(Beginning of Text segment)

= Jean Ashworth Bartle =

Canadian music conductor (born 1947)

Jean Ashworth Bartle, (born 7 March 1947 Littleborough, Lancashire, England) is a Canadian choral conductor, teacher, and Founder/Conductor Laureate of the Toronto Children's Chorus.

Bartle became a naturalized Canadian in 1968 and received an ARCT in performance in 1970, ARCT in teaching in 1973, and a Bachelor's with Honours from the University of Toronto in 1977. Jean Ashworth Bartle won the 1977 Leslie Bell Scholarship (Prize), and the 1982 Sir Ernest MacMillan Scholarship, which enabled her to study with Sir David Willcocks and Margaret Hillis at Westminster Choir College, Princeton, New Jersey.

== Choral conductor ==
Bartle founded the Toronto Children's Chorus (TCC) in 1978 to provide a children's choir for the Toronto Symphony Orchestra. She stepped down as artistic choir director in 2007, after 29 years at the helm.

(End of Text segment)
(Beginning of Data section)

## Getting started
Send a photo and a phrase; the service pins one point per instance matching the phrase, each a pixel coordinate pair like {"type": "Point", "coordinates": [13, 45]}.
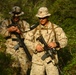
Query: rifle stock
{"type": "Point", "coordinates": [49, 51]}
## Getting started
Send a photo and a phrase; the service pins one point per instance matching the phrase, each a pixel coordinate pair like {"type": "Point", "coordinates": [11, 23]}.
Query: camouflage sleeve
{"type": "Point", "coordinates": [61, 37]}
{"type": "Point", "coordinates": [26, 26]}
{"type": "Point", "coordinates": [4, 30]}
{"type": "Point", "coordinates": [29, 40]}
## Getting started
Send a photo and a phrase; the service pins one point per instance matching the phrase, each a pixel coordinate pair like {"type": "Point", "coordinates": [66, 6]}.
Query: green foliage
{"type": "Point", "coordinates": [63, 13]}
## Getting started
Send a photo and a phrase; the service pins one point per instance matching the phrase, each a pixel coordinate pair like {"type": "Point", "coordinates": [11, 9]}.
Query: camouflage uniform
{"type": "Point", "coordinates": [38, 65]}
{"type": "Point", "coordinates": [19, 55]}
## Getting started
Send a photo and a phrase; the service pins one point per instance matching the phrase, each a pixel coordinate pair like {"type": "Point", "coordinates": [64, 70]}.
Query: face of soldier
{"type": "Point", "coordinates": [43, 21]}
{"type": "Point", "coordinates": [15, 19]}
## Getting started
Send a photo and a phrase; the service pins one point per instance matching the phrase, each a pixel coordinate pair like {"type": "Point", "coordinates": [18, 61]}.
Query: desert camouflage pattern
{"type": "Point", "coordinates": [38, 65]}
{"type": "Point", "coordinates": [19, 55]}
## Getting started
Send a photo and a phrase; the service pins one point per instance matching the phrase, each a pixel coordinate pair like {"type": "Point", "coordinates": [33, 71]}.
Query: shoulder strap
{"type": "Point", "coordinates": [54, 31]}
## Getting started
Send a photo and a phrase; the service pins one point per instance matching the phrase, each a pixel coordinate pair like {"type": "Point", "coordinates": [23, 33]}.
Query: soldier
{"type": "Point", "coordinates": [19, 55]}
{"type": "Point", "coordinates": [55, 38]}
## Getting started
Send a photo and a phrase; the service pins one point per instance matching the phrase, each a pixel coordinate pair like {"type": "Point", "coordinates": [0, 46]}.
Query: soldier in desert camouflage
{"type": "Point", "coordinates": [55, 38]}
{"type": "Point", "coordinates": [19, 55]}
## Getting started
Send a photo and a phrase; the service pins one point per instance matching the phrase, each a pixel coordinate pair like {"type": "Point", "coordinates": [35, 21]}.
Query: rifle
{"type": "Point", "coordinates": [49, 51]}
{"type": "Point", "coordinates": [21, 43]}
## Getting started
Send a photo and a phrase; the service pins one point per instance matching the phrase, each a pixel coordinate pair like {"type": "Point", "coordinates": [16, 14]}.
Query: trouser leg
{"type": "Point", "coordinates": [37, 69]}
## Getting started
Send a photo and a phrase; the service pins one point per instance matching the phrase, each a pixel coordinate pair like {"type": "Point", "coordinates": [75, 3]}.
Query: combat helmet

(End of Data section)
(Beginning of Data section)

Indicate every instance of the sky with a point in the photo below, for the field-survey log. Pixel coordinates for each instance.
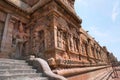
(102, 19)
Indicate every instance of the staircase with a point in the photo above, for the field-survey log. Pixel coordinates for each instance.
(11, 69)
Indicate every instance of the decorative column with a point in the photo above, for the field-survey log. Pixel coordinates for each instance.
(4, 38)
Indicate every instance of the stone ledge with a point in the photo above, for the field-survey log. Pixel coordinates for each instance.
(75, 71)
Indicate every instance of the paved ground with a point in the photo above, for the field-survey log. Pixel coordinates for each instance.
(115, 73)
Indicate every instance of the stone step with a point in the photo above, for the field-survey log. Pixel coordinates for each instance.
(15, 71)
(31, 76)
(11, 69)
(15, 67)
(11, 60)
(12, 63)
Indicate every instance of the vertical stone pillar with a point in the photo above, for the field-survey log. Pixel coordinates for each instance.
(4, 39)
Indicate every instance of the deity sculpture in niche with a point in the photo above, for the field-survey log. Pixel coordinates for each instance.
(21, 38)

(End of Data section)

> _Problem requirements_:
Answer these questions using the biography of Jean Ashworth Bartle.
(a) In what year did Bartle become a naturalized Canadian?
(b) Which scholarship enabled her to study with Sir David Willcocks and Margaret Hillis?
(c) How many years had she led the Toronto Children's Chorus when she stepped down in 2007?

> _Answer for the task_:
(a) 1968
(b) The 1982 Sir Ernest MacMillan Scholarship
(c) 29 years